▶ [WORK ORDER] Look for "navy" in the listing below. Gather each line that contains it.

---------------

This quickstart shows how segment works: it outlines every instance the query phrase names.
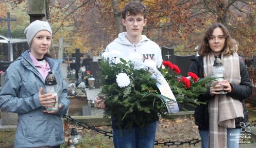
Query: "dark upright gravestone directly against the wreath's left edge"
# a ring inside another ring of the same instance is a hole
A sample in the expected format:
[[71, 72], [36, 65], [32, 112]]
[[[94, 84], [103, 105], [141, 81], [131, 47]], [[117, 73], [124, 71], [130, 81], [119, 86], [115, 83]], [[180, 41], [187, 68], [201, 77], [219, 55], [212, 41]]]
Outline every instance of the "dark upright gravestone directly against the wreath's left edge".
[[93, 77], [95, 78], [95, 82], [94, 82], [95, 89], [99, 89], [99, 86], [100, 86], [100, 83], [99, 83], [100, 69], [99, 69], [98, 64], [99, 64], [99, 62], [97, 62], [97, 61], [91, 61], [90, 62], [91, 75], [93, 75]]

---------------

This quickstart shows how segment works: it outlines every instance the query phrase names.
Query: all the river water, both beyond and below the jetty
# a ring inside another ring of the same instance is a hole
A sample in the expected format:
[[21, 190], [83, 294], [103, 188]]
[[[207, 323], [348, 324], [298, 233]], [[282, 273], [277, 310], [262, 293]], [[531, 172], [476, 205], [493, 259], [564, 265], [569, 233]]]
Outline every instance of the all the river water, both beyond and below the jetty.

---------------

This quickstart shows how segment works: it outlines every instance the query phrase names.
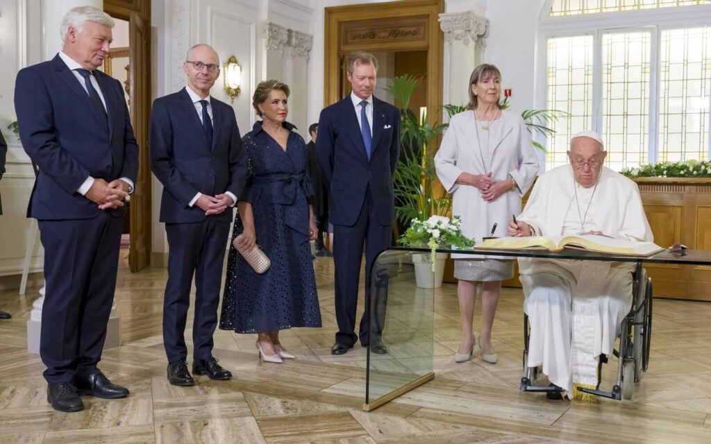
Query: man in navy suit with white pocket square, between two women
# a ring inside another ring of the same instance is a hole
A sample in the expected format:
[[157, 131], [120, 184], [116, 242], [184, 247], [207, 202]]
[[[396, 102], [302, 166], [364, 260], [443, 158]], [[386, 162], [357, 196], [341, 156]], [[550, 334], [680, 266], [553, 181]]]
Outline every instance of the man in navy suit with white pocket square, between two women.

---------------

▶ [RESULT OF THIS TASK]
Query: man in navy suit with white pocket square, between two women
Outline every instance of the man in navy suit with white pocket square, between two women.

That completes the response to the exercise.